Task 1: Translate into French the sentence from the text on the album Here below that begins "Here is the seventh original album".
Task 2:
Answer these questions using the text on the album Here below.
(a) Who produced the album?
(b) Which album follows it in the chronology?
(c) What is the album's running length?
Task 3: Rewrite more concisely the paragraph beginning "Here is the seventh original album" in the text on the album Here below, retaining its main facts.

— begin Extracted text —

Studio album by Leo Sayer
- Released: 21 September 1979
- Recorded: 1979
- Studio: Sunset Sound Studios, Los Angeles and Davlen Sound Studios, Hollywood
- Genre: Disco, soft rock
- Length: 41:25
- Label: Chrysalis (UK) Warner Bros. (US)
- Producer: David Courtney

Leo Sayer chronology
| The Very Best of Leo Sayer (1979) | Here (1979) | Living in a Fantasy (1980) |

= Here (Leo Sayer album) =

Here is the seventh original album by the English singer-songwriter, Leo Sayer, and was released in 1979. Less commercially successful than previous collections, but AllMusic noted that it "remains a quality product that has been largely forgotten over the years".

— end Extracted text —
— begin Data lines —

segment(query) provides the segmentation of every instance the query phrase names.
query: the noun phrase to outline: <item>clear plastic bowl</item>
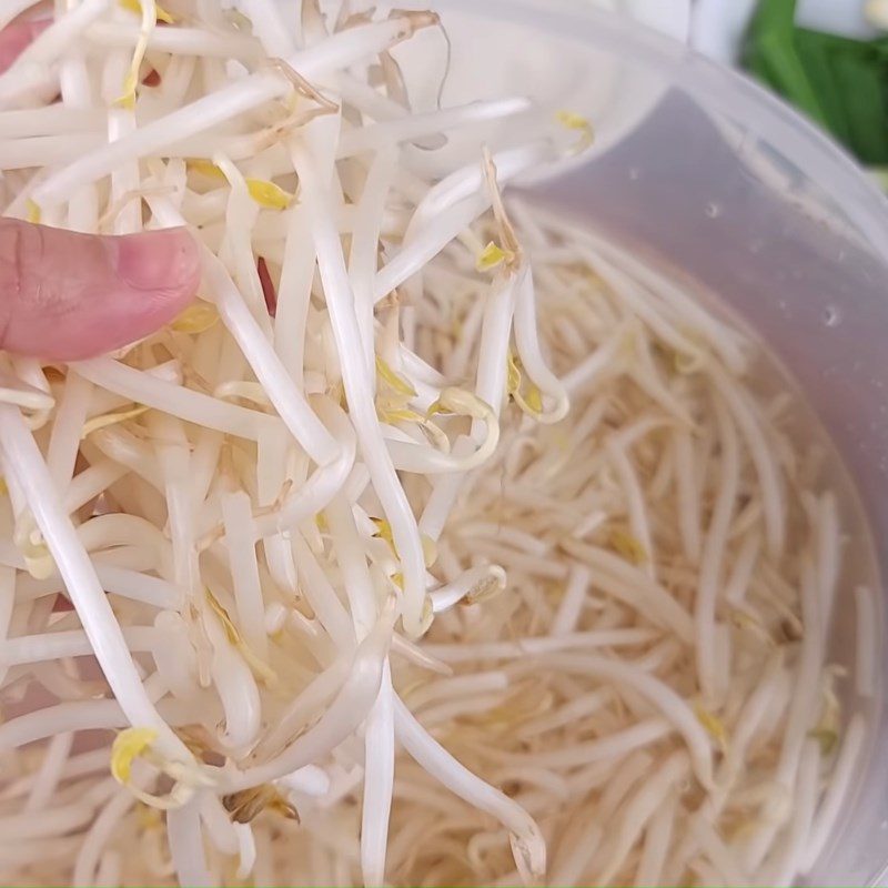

— end Data lines —

Exercise response 1: Here est le septième album original de l'auteur-compositeur-interprète anglais Leo Sayer, et il est sorti en 1979.

Exercise response 2:
(a) David Courtney
(b) Living in a Fantasy (1980)
(c) 41:25

Exercise response 3: Here, released in 1979, is the seventh original album by English singer-songwriter Leo Sayer. It sold less well than his earlier collections, yet AllMusic observed that it "remains a quality product that has been largely forgotten over the years".